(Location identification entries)
=-=-=

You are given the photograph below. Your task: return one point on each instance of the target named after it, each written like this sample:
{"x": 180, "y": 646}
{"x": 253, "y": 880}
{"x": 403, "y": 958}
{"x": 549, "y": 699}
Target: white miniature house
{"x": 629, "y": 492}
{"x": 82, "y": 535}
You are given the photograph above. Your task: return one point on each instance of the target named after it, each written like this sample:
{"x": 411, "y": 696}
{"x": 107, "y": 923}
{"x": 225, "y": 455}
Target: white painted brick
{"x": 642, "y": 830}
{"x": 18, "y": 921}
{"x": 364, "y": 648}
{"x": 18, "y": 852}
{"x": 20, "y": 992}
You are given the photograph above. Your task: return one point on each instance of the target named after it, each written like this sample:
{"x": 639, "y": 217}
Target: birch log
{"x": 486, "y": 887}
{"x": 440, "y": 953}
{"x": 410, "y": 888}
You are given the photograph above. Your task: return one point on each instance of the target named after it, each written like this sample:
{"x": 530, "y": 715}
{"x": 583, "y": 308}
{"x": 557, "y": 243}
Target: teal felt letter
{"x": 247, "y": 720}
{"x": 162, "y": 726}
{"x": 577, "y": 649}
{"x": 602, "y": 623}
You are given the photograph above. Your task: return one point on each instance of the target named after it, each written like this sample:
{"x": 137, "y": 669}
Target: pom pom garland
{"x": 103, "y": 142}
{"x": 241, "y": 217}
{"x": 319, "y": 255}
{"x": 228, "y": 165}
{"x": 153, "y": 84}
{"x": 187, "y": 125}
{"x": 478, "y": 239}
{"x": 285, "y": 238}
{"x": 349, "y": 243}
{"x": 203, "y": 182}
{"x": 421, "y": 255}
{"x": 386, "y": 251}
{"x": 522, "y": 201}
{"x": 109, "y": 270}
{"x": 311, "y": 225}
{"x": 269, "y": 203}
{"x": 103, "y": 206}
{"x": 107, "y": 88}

=-=-=

Return every line exactly.

You are given the photograph below. Your task: return one point on each instance of the target named after it, each written like this sample:
{"x": 180, "y": 646}
{"x": 253, "y": 880}
{"x": 403, "y": 958}
{"x": 549, "y": 699}
Target: white miniature house
{"x": 629, "y": 492}
{"x": 82, "y": 535}
You are given the photograph above. Your task: return one point on each instance of the target named after it, each written like this sample:
{"x": 411, "y": 696}
{"x": 107, "y": 923}
{"x": 225, "y": 455}
Target: white painted brick
{"x": 642, "y": 830}
{"x": 18, "y": 921}
{"x": 364, "y": 648}
{"x": 18, "y": 852}
{"x": 20, "y": 992}
You are given the photograph above. Your task: return one point on each instance of the target named after it, each written like this sample:
{"x": 639, "y": 217}
Target: birch log
{"x": 486, "y": 887}
{"x": 440, "y": 953}
{"x": 410, "y": 888}
You are given the photograph above. Your task: return one point on each instance of the target named after it, each written like this sample:
{"x": 530, "y": 715}
{"x": 583, "y": 308}
{"x": 557, "y": 243}
Target: teal felt letter
{"x": 247, "y": 720}
{"x": 162, "y": 726}
{"x": 577, "y": 649}
{"x": 602, "y": 623}
You are given the photograph above. Your task: return one point on each instance of the target named after it, each written like this sample:
{"x": 137, "y": 669}
Target: pom pom garland
{"x": 103, "y": 142}
{"x": 241, "y": 217}
{"x": 319, "y": 255}
{"x": 228, "y": 165}
{"x": 153, "y": 84}
{"x": 187, "y": 125}
{"x": 478, "y": 239}
{"x": 285, "y": 238}
{"x": 349, "y": 243}
{"x": 203, "y": 182}
{"x": 421, "y": 255}
{"x": 386, "y": 251}
{"x": 522, "y": 201}
{"x": 109, "y": 270}
{"x": 311, "y": 225}
{"x": 269, "y": 203}
{"x": 103, "y": 206}
{"x": 107, "y": 88}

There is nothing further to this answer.